Location labeling records:

◇ ◇ ◇ ◇ ◇

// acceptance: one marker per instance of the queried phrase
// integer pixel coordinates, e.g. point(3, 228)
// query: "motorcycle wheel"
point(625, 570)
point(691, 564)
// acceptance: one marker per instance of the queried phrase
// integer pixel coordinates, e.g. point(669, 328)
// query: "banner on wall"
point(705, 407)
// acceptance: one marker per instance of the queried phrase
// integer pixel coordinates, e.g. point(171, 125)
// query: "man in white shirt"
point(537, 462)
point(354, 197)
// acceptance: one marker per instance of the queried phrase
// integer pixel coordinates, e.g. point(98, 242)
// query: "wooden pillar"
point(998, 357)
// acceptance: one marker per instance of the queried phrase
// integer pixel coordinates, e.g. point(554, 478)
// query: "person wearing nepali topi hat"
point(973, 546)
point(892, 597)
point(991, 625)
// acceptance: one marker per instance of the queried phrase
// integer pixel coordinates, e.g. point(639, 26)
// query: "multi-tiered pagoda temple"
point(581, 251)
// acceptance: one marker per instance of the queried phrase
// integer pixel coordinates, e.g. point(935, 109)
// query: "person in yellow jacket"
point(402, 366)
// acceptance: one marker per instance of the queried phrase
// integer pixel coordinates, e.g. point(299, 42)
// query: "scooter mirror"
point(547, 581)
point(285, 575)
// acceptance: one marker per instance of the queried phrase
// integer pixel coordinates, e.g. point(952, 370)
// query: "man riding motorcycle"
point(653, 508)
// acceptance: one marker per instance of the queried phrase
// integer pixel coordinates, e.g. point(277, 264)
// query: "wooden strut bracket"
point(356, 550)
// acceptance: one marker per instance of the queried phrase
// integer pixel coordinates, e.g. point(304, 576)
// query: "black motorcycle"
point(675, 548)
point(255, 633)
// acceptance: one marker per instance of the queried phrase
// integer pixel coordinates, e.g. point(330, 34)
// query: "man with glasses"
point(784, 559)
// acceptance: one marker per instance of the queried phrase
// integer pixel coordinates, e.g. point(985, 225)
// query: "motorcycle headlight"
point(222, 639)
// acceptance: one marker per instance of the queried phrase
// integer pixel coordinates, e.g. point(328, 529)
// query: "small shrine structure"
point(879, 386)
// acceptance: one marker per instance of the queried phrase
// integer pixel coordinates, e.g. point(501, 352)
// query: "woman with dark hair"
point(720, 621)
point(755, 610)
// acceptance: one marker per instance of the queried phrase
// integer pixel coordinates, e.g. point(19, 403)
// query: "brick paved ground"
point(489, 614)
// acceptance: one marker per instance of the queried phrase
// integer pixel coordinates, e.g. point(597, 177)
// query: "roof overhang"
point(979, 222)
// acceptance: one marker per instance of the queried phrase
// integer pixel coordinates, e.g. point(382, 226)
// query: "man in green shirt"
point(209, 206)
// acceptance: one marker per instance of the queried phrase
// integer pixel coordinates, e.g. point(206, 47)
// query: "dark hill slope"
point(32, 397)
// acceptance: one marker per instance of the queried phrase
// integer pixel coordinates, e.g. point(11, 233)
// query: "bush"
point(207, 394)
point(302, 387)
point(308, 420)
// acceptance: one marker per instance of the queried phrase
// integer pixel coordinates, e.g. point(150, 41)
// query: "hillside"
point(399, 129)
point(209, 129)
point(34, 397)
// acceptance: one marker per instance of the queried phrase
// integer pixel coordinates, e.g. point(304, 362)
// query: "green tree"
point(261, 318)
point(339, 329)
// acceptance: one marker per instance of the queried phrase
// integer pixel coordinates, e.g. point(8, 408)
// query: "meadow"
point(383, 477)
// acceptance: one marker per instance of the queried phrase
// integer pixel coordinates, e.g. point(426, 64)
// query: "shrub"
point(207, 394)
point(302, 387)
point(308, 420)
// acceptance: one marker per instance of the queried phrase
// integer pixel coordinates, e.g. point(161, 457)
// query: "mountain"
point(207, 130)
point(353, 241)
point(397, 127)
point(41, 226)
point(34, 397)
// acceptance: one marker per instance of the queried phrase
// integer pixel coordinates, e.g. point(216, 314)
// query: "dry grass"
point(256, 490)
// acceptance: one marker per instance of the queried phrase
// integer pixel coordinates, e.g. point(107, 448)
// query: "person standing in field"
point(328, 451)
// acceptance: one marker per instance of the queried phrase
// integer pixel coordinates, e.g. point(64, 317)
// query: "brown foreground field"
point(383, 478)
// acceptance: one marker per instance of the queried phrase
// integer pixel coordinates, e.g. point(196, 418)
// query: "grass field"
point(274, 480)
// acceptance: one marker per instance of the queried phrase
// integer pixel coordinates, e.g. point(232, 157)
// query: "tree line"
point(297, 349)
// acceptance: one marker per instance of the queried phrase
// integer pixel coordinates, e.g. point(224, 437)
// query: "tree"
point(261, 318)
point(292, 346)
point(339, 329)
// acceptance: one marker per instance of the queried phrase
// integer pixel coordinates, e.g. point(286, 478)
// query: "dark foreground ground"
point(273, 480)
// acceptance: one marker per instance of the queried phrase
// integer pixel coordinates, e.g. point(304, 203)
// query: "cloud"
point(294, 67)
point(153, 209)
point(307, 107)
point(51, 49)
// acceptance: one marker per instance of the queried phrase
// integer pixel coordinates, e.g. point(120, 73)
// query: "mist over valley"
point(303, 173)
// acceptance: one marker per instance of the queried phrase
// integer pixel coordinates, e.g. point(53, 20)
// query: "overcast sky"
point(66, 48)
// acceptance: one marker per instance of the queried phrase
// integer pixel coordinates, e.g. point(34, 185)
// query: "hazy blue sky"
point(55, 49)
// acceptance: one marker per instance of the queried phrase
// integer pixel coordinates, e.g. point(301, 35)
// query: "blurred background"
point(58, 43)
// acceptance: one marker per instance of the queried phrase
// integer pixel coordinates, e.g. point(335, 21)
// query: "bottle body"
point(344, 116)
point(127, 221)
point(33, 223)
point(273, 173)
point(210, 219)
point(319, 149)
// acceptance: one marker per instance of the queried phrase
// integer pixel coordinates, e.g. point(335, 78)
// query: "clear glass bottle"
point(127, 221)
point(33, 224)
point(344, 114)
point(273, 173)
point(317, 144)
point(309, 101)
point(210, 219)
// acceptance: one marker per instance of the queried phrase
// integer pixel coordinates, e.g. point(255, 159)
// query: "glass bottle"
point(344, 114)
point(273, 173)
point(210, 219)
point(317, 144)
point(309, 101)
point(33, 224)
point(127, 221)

◇ ◇ ◇ ◇ ◇

SET TASK:
Update the items above by putting "whole-number pixel coordinates" wherever "integer pixel coordinates" appears, leaving everything else unchanged.

EXERCISE SOLUTION:
// acceptance: one marker per instance of the queried phrase
// whole-number pixel coordinates, e.g. point(3, 228)
// query: "motorcycle wheel"
point(625, 570)
point(691, 564)
// acceptance: one marker per instance of the queried phrase
// whole-number pixel coordinates, e.g. point(669, 328)
// query: "banner on wall"
point(705, 407)
// acceptance: one marker per instance of the queried phrase
// whole-number pixel coordinates, e.g. point(171, 125)
// query: "man in white shirt"
point(537, 462)
point(354, 197)
// acceptance: one marker per instance of the queried phrase
// whole-number pixel coordinates, e.g. point(98, 242)
// query: "wooden pillar"
point(998, 357)
// acceptance: one marker per instance of the queried phrase
// whole-number pixel coordinates, e.g. point(554, 478)
// query: "person wearing nepali topi hat"
point(973, 546)
point(892, 597)
point(991, 625)
// acceptance: one marker per instance of the queried phrase
// whole-number pixel coordinates, e.g. point(639, 26)
// query: "multi-tiered pagoda temple"
point(581, 251)
// acceptance: one marker per instance of the queried phrase
// whole-number pixel coordinates, e.g. point(935, 109)
// query: "person in yellow jacket"
point(402, 366)
// acceptance: one marker per instance of the queried phrase
// whole-number pixel coordinates, e.g. point(299, 42)
// query: "scooter mirror"
point(547, 581)
point(285, 575)
// acceptance: one marker per instance of the queried phrase
// whole-number pixel coordinates, e.g. point(952, 370)
// query: "man riding motorcycle"
point(653, 508)
// acceptance: one marker per instance of the queried phrase
// whole-number pixel coordinates, e.g. point(277, 264)
// query: "wooden strut bracket"
point(356, 550)
// acceptance: one marker per instance of the queried phrase
// whole-number pixel coordinates, e.g. point(304, 576)
// query: "black motorcycle"
point(675, 548)
point(255, 633)
// acceptance: one marker per instance of the queried phrase
// whole-number pixel coordinates, e.g. point(330, 34)
// query: "man with glasses"
point(784, 559)
// acceptance: one marker per instance of the queried phrase
// whole-number pixel coordinates, e.g. point(985, 225)
// query: "motorcycle headlight"
point(222, 639)
// acceptance: one marker per instance of the queried phrase
// whole-number pixel coordinates, e.g. point(328, 529)
// query: "small shrine structure"
point(879, 386)
// acceptance: one marker per instance of the queried phrase
// whole-number pixel coordinates, e.g. point(501, 352)
// query: "woman with dark hair"
point(720, 621)
point(755, 610)
// acceptance: one marker per instance of the queried phrase
// whole-number pixel coordinates, e.g. point(19, 403)
// query: "brick paved ground"
point(489, 614)
// acceptance: one marker per instance of the queried phrase
// whole-number pixel coordinates, e.g. point(597, 177)
// query: "roof overhang"
point(979, 222)
// acceptance: one marker per instance of the queried phrase
// whole-number pixel coordinates, e.g. point(382, 226)
// query: "man in green shirt"
point(209, 206)
// acceptance: one marker per instance of the queried phrase
// whole-number pixel coordinates, e.g. point(206, 47)
// query: "dark hill slope"
point(32, 397)
// acceptance: one marker per instance of the queried phrase
// whole-number pixel coordinates, e.g. point(11, 233)
// query: "bush"
point(207, 394)
point(302, 387)
point(308, 420)
// acceptance: one marker per instance of the queried phrase
// whole-number pixel coordinates, e.g. point(150, 41)
// query: "hillside"
point(399, 129)
point(209, 129)
point(34, 397)
// acceptance: one marker per instance of the queried phrase
// whole-number pixel coordinates, e.g. point(304, 362)
// query: "green tree"
point(261, 318)
point(339, 329)
// acceptance: one marker per instance of the queried phrase
// whole-number pixel coordinates, e.g. point(8, 408)
// query: "meadow"
point(383, 477)
// acceptance: one marker per instance of the queried phrase
// whole-number pixel coordinates, e.g. point(426, 64)
// query: "shrub"
point(207, 394)
point(302, 387)
point(308, 420)
// acceptance: one marker per instance of the queried phrase
// whole-number pixel coordinates, e.g. point(161, 457)
// query: "mountain"
point(207, 130)
point(353, 241)
point(397, 127)
point(41, 226)
point(34, 397)
// acceptance: one marker per instance of the queried phrase
// whole-number pixel coordinates, e.g. point(216, 314)
// query: "dry grass"
point(256, 490)
// acceptance: one marker per instance of the queried phrase
// whole-number pixel coordinates, e.g. point(107, 448)
// query: "person standing in field"
point(328, 451)
// acceptance: one marker per instance of the queried phrase
// whole-number pixel coordinates, e.g. point(64, 317)
// query: "brown foreground field"
point(383, 478)
// acceptance: one marker per instance of the queried phrase
// whole-number pixel coordinates, e.g. point(196, 418)
// query: "grass field"
point(274, 480)
// acceptance: one marker per instance of the queried phrase
// whole-number pixel coordinates, e.g. point(232, 157)
// query: "tree line"
point(297, 349)
// acceptance: one marker per instance of the queried phrase
// whole-number pixel coordinates, e.g. point(224, 437)
// query: "tree"
point(261, 318)
point(292, 346)
point(339, 329)
// acceptance: one marker per instance of the queried phrase
// whole-number pixel coordinates, e.g. point(286, 478)
// query: "dark foreground ground"
point(273, 480)
// acceptance: one marker per instance of the queried phrase
// whole-number pixel coordinates, e.g. point(304, 203)
// query: "cloud"
point(294, 67)
point(153, 209)
point(307, 107)
point(51, 49)
// acceptance: one marker per instance of the queried phrase
// whole-number pixel coordinates, e.g. point(120, 73)
// query: "mist over valley"
point(303, 173)
// acceptance: one marker per instance of the queried phrase
// whole-number pixel coordinates, e.g. point(53, 20)
// query: "overcast sky"
point(66, 48)
// acceptance: one marker per instance of the queried phrase
// whole-number pixel coordinates, e.g. point(34, 185)
// query: "hazy blue sky"
point(55, 49)
// acceptance: one marker per instance of the queried phrase
// whole-number pixel coordinates, e.g. point(301, 35)
// query: "blurred background"
point(58, 43)
// acceptance: one marker per instance of the queried phrase
// whole-number pixel coordinates, e.g. point(335, 21)
// query: "bottle body"
point(344, 116)
point(127, 221)
point(33, 223)
point(273, 173)
point(210, 219)
point(319, 149)
// acceptance: one marker per instance of the queried phrase
// whole-number pixel coordinates, e.g. point(335, 78)
// query: "clear glass bottle"
point(127, 221)
point(33, 224)
point(344, 114)
point(273, 173)
point(317, 144)
point(309, 101)
point(210, 219)
// acceptance: one marker per instance of the queried phrase
// whole-number pixel coordinates, e.g. point(255, 159)
// query: "glass bottle"
point(344, 114)
point(273, 173)
point(210, 219)
point(317, 144)
point(309, 101)
point(33, 224)
point(127, 221)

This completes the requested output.